TASK REQUIREMENTS: Copy out all of the data below, line for line, without changing anything.
****
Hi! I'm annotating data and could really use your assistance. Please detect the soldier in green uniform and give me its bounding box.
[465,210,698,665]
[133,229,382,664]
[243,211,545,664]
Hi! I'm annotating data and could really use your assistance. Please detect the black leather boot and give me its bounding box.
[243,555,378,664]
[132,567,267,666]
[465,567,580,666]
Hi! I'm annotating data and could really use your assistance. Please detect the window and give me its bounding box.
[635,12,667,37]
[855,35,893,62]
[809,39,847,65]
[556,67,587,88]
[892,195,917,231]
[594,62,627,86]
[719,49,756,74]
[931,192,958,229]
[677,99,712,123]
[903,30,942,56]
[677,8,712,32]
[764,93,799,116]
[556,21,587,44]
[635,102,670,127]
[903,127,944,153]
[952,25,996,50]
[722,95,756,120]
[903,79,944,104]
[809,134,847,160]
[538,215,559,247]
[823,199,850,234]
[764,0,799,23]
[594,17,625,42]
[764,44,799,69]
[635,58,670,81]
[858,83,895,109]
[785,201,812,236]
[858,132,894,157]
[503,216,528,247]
****
SOLUTION FOR THIS PROBLEM:
Hi! I'm annotating data and could really use your assistance. Please detect the soldier in green uniform and give me its bounding box.
[465,210,698,665]
[133,229,382,664]
[243,211,545,664]
Hi! I'm annotating data and could really use your assistance. Please detect the black leather boot and give me its bounding box.
[243,555,378,664]
[132,567,267,666]
[465,567,580,666]
Hi! I'm annotating data and could really use your assistance. Please detect the window and give me its bounding box.
[635,12,667,37]
[855,35,893,62]
[809,39,847,65]
[556,67,587,88]
[892,195,917,231]
[594,62,627,86]
[719,49,756,74]
[931,192,958,229]
[677,99,712,123]
[903,30,942,56]
[677,8,712,32]
[764,93,799,116]
[556,21,587,44]
[635,102,670,127]
[903,127,944,153]
[952,25,996,50]
[722,95,756,120]
[903,79,944,104]
[809,134,847,160]
[538,215,559,247]
[823,199,850,234]
[764,0,799,23]
[594,17,625,42]
[764,44,799,69]
[635,58,670,81]
[858,83,895,109]
[785,201,812,236]
[858,132,894,157]
[503,216,528,247]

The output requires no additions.